Convert the listing below, from its first line up to and including the line containing "pixel 138 313", into a JSON list of strings with one string per line, omitting any blank lines.
--
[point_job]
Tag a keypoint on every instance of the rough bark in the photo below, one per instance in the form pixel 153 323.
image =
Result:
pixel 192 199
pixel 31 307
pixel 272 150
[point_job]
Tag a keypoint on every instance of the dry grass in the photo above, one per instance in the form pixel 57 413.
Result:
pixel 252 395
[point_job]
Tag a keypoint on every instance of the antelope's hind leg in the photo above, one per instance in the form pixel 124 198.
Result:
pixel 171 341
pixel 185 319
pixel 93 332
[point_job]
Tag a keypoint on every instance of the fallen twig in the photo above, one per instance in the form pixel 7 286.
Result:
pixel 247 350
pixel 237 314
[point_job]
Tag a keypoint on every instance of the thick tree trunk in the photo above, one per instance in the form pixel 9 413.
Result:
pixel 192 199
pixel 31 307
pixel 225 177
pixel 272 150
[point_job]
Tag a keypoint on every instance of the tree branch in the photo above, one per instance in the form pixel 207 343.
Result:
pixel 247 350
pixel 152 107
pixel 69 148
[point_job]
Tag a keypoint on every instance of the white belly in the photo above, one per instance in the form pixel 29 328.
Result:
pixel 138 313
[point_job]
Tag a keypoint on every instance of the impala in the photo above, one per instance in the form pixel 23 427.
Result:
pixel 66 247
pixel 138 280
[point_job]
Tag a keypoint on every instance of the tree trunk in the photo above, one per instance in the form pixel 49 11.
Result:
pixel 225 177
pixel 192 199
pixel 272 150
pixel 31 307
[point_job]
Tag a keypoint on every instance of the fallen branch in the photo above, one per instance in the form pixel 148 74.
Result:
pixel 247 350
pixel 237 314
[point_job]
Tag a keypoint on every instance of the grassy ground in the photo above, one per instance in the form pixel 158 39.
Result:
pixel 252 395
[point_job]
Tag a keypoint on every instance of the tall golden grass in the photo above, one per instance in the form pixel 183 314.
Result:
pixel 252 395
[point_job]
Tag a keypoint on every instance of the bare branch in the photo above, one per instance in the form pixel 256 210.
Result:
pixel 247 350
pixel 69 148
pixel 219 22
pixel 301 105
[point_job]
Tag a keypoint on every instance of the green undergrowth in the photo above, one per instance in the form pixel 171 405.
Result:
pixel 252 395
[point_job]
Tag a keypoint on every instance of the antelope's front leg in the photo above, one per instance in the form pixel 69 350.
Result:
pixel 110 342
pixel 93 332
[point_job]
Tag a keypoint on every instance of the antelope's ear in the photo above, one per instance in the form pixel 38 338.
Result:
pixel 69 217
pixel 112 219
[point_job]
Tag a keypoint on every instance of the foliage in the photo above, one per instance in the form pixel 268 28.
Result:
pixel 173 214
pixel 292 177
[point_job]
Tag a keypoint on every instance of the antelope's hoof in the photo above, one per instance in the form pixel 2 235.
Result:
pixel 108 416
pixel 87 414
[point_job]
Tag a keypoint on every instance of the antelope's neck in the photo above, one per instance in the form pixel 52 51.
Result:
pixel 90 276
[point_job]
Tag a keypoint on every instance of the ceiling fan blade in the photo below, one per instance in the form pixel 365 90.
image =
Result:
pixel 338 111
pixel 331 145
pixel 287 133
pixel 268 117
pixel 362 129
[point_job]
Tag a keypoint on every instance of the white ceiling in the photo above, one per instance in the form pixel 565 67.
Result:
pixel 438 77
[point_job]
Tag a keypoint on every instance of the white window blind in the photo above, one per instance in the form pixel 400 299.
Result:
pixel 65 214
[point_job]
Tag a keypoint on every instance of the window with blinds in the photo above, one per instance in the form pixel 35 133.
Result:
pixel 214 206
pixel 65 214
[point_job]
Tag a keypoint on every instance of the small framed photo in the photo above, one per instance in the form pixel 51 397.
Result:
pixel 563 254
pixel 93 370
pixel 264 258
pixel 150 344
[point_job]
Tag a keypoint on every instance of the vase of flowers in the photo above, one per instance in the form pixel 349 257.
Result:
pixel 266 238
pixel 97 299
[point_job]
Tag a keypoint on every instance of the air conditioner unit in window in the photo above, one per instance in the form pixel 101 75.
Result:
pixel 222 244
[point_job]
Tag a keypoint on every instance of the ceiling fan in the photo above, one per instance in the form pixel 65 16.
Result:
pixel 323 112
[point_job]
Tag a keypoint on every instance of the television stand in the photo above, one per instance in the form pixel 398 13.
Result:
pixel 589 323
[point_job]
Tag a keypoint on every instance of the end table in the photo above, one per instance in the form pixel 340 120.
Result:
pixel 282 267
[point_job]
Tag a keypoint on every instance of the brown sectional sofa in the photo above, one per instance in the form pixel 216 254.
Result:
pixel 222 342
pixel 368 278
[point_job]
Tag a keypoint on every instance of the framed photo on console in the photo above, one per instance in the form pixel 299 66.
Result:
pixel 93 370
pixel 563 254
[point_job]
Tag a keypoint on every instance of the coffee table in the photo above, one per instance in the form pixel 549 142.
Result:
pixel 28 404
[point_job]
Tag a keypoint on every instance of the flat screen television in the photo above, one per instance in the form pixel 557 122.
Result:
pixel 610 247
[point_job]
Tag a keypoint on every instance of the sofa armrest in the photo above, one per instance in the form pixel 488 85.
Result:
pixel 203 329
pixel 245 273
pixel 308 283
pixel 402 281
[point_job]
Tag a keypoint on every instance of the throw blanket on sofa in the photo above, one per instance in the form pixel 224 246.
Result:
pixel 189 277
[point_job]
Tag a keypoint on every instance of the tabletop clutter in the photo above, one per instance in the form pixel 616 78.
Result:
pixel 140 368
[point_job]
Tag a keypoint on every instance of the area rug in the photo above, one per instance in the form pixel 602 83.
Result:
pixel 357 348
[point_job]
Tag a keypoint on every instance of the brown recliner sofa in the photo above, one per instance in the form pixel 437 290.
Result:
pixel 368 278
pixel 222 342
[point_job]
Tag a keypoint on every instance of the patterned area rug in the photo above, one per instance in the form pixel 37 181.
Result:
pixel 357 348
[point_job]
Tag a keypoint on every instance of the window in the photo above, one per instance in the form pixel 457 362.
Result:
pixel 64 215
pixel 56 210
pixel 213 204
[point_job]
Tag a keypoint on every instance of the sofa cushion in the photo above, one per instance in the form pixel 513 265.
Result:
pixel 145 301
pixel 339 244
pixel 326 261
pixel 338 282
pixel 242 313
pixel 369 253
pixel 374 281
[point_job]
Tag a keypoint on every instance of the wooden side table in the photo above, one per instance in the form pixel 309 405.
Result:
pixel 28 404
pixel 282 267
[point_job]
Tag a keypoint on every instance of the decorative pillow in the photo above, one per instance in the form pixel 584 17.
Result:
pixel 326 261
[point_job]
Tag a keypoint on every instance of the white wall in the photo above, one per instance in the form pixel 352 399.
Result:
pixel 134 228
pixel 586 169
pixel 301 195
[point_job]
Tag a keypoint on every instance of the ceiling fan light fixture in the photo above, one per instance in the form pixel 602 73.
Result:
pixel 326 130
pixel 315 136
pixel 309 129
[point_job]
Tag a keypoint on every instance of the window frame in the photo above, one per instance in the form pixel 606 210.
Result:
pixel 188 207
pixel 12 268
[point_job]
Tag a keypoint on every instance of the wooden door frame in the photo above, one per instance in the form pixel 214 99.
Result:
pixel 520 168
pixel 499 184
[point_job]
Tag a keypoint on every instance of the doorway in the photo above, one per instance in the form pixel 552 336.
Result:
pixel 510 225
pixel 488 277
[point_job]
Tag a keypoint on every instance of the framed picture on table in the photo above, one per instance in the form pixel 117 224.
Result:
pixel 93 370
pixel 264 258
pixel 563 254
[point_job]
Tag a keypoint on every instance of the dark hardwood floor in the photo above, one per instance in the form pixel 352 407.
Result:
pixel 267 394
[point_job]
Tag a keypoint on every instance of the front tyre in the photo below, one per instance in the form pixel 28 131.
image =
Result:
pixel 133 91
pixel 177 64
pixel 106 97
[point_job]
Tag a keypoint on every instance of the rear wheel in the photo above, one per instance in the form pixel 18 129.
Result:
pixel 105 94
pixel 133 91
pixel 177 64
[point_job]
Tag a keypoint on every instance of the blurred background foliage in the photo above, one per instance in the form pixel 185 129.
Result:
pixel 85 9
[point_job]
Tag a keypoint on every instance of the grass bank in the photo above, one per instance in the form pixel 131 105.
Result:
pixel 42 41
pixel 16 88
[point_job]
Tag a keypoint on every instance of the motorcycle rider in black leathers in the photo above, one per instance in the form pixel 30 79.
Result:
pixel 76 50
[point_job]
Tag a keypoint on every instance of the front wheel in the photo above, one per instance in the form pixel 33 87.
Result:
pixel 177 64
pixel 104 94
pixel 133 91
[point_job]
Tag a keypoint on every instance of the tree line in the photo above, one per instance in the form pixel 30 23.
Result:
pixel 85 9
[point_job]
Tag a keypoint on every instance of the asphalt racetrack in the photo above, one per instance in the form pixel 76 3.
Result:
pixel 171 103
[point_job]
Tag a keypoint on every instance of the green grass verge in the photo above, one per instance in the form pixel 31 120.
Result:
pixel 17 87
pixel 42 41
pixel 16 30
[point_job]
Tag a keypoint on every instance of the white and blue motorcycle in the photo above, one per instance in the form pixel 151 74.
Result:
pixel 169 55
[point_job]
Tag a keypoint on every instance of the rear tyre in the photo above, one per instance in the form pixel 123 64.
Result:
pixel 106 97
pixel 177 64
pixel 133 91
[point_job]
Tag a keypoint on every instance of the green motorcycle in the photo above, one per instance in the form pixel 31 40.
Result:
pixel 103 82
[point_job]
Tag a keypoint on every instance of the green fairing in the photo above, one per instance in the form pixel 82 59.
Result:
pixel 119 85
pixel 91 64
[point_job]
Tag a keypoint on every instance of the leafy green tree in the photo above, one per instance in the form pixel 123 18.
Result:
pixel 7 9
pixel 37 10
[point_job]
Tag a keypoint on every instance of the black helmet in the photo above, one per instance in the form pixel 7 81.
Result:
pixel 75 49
--
Task answer |
[
  "[point_job]",
  "Tag a keypoint on every instance of the rough bark in the photo below, one per instance in the form pixel 153 323.",
  "image =",
  "Result:",
  "pixel 192 199",
  "pixel 31 307",
  "pixel 272 150",
  "[point_job]",
  "Tag a keypoint on every instance of the dry grass in the photo above, one per instance in the form pixel 57 413.",
  "Result:",
  "pixel 252 395",
  "[point_job]",
  "Tag a keypoint on every instance of the antelope's hind leg in the photo above, one per instance in the form pixel 124 198.",
  "Result:",
  "pixel 171 341",
  "pixel 185 319",
  "pixel 93 332",
  "[point_job]",
  "Tag a keypoint on every instance of the fallen twig in the photo above, one per instance in the form pixel 7 286.",
  "Result:",
  "pixel 247 350",
  "pixel 237 314",
  "[point_job]",
  "Tag a keypoint on every instance of the thick tree trunk in the photo above, one per instance in the form pixel 9 413.",
  "Result:",
  "pixel 192 199",
  "pixel 31 307",
  "pixel 225 177",
  "pixel 272 150",
  "[point_job]",
  "Tag a keypoint on every instance of the tree branch in the photo above, one per instance in the form pixel 207 343.",
  "Result:",
  "pixel 247 350",
  "pixel 152 107",
  "pixel 69 148",
  "[point_job]",
  "Tag a keypoint on every instance of the white belly in the photo above, one per instance in the form pixel 29 328.",
  "Result:",
  "pixel 138 313"
]